● **TESTO PROPOSTO**:
========

Può essere la paura della morte fondamento di un’esistenza che punta all’accaparramento di beni e al mantenimento anche del potere quasi fossero entrambi un esorcizzazione della finitudine dell’esistenza?
Secondo Tito Lucrezio Caro sì e si situerebbe proprio in questo timore tutta una serie di passioni che condurrebbero all’eccesso in diverse direzioni: la bramosia del vivere si esprimerebbe nell’ansia di non poter più vivere un giorno, di una mortalità completa, in cui sopravviva praticamente nulla di noi e, dunque, il fare di questa esistenza qui ed ora un qualcosa di assolutamente godibile, prescindendo dalla virtù richiamata – ad esempio – da Seneca, diverrebbe una sorta di imperativo categorico ante litteram.
Lucrezio è un epicureo, un veneratore vero e proprio del maestro della Scuola del Giardino, e trasfonde tutto lo scientismo possibile che ne viene dall’osservazione della materialità delle cose e dell’esistente in quella che è la sua opera più famosa e tramandata: il “De rerum natura“.
Siamo innanzi ad un poema didascalico, ad un qualcosa di nuovo che, tuttavia, nella Roma del primo secolo avanti Cristo si era già potuto intravedere con autori che la letteratura seguente considererà minori ma che, probabilmente, avranno suggerito anche al Nostro un viatico nell’esposizione di temi che, all’etica-politica ufficiale non saranno poi piaciuti così tanto.
Non meno famoso di Lucrezio, per l’appunto, è Empedocle di Agrigento, ammirato dall’autore del “De rerum natura“, compositore di opere in esametri (tra le quali il celebre “Carme lustrale” nel V secolo a.C.), ma per passare di secolo in secolo ed avvicinarci al periodo augusteo, persino Cicerone aveva tradotto in latino l’opera di Arato e la poesia e la prosa cosmologica e naturalistica erano penetrati nella cultura romana per molte strade diverse eppure anche convergenti.

========

● **VOCI FORNITE**:

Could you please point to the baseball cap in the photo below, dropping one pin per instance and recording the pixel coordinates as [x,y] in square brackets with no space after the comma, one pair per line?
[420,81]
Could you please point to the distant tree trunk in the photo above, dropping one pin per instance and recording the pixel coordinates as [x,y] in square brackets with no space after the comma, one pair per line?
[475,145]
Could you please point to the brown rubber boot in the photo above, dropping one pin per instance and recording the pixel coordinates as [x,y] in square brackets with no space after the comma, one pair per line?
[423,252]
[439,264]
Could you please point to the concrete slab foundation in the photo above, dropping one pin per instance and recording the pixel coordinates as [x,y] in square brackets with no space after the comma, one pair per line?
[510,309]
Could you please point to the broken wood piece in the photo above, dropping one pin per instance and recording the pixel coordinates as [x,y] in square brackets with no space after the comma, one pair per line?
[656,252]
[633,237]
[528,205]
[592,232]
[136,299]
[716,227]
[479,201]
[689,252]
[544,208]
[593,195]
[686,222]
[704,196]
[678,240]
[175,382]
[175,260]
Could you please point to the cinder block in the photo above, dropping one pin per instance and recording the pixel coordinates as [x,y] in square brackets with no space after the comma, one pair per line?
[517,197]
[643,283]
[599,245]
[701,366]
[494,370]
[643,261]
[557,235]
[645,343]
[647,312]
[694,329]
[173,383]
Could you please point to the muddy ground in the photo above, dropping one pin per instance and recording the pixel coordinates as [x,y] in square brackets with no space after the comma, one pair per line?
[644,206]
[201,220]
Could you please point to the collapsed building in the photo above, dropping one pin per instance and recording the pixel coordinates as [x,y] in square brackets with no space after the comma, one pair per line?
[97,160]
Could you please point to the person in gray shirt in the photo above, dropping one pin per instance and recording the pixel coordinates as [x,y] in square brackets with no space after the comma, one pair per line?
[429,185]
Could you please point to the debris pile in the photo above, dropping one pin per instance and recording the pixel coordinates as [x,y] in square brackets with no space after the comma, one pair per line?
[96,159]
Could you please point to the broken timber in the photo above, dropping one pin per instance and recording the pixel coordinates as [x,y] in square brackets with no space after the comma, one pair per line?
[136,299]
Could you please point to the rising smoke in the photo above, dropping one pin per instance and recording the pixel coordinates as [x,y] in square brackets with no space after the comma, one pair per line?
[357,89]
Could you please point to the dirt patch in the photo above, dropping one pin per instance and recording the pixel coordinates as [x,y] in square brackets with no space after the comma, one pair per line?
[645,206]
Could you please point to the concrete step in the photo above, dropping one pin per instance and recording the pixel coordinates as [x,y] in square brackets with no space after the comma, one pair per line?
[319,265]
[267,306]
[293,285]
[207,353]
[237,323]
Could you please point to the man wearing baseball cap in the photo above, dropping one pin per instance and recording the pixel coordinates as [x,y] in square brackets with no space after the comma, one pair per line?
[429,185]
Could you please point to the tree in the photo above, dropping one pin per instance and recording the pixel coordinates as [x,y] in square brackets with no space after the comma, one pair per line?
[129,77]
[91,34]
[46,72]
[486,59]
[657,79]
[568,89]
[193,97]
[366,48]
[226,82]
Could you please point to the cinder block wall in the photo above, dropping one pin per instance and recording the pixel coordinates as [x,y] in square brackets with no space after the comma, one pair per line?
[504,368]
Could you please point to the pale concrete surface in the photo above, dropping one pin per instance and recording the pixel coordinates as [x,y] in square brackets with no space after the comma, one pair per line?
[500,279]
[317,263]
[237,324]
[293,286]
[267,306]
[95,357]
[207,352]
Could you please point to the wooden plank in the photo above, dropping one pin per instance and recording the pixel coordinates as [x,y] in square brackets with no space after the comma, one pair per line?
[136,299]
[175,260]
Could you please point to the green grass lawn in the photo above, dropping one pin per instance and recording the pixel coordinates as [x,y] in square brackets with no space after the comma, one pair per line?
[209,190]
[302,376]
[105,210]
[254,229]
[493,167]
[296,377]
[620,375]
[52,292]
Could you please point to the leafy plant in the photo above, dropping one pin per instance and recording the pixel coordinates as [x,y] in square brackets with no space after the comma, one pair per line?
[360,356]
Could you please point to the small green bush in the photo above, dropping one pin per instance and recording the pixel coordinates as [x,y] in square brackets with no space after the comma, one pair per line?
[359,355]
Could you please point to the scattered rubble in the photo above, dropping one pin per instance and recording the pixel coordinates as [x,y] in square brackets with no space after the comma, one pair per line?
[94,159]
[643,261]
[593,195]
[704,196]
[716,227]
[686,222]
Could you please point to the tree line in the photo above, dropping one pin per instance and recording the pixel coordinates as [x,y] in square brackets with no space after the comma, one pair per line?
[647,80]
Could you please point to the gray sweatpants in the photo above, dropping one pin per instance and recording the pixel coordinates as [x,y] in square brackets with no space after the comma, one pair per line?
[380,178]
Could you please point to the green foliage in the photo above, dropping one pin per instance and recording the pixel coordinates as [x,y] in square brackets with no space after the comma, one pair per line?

========

● **SERIE DI COMPITI**:
#1 Riporta in una tabella Markdown le righe dell'elenco a partire da quella che contiene "Could you please point to the tree line" e fino alla fine dell'elenco, estremi compresi. Usa le colonne n, con il numero progressivo, e Riga, e tralascia le righe vuote.
#2 Prosegui il testo su Lucrezio e il "De rerum natura" dopo la sua ultima frase.

● **RISPOSTE**:
#1
| n | Riga |
|---|---|
| 1 | Could you please point to the tree line in the photo above, dropping one pin per instance and recording the pixel coordinates as [x,y] in square brackets with no space after the comma, one pair per line? |
| 2 | [647,80] |
| 3 | Could you please point to the gray sweatpants in the photo above, dropping one pin per instance and recording the pixel coordinates as [x,y] in square brackets with no space after the comma, one pair per line? |
| 4 | [380,178] |
| 5 | Could you please point to the green foliage in the photo above, dropping one pin per instance and recording the pixel coordinates as [x,y] in square brackets with no space after the comma, one pair per line? |

#2
Non ne era proprio nato un genere a sé stante e riconoscibile, ma esisteva una approssimazione in merito; quindi la possibilità di trovare nelle biblioteche manoscritti che avessero se non l’esatto tratto, la fisionomia di quello che sarà l’emblema rappresentato dal poema lucreziano.
Rileggendolo con una disposizione d’animo di abbandono nei confronti della Natura, di comprensione di noi stessi entro la sua maternità (o matrignità a seconda delle interpretazioni un po’ meno benevole sul rapporto tra l’antropocentrismo e il resto della vita sul pianeta Terra) ci si accorge che molti dei concetti dell’epicureismo vengono sviluppati con singolarità e la sostanza tematica della filosofia diviene l’ispirazione per una apertura più attuale e moderna del pensiero ellenico, compenetrando molti ambiti della vita dell’Urbe e del suo vasto impero.
Partendo dal tema riguardante il linguaggio, Lucrezio ne pone l’origine nell’ispirazione data dalla Natura e non invece da Ermes, come vuole la tradizione religiosa.
Non sono nemmeno i filosofi o i saggi coloro che hanno sostenuto l’esigenza di ricorrere alla comunicazione verbale e poi alla scrittura per aumentare le potenzialità dell’umanità e l’armonia del suo vivere in comunità sempre più diffuse, consistenti e anche dominanti le une sulle altre. Lucrezio rivoluziona il punto di vista: siamo spinti a comunicare perché è naturale che sia così. Si tratta di un’esigenza dettata dall'”utilità“. Non che non si debba filosofeggiare in merito e porsi mille domande: ma alla fine – sostiene il Nostro – l’essere umano parla e scrive perché ha sentito il bisogno di interagire e non di chiudersi nella solitudine singolare nella notte dei tempi.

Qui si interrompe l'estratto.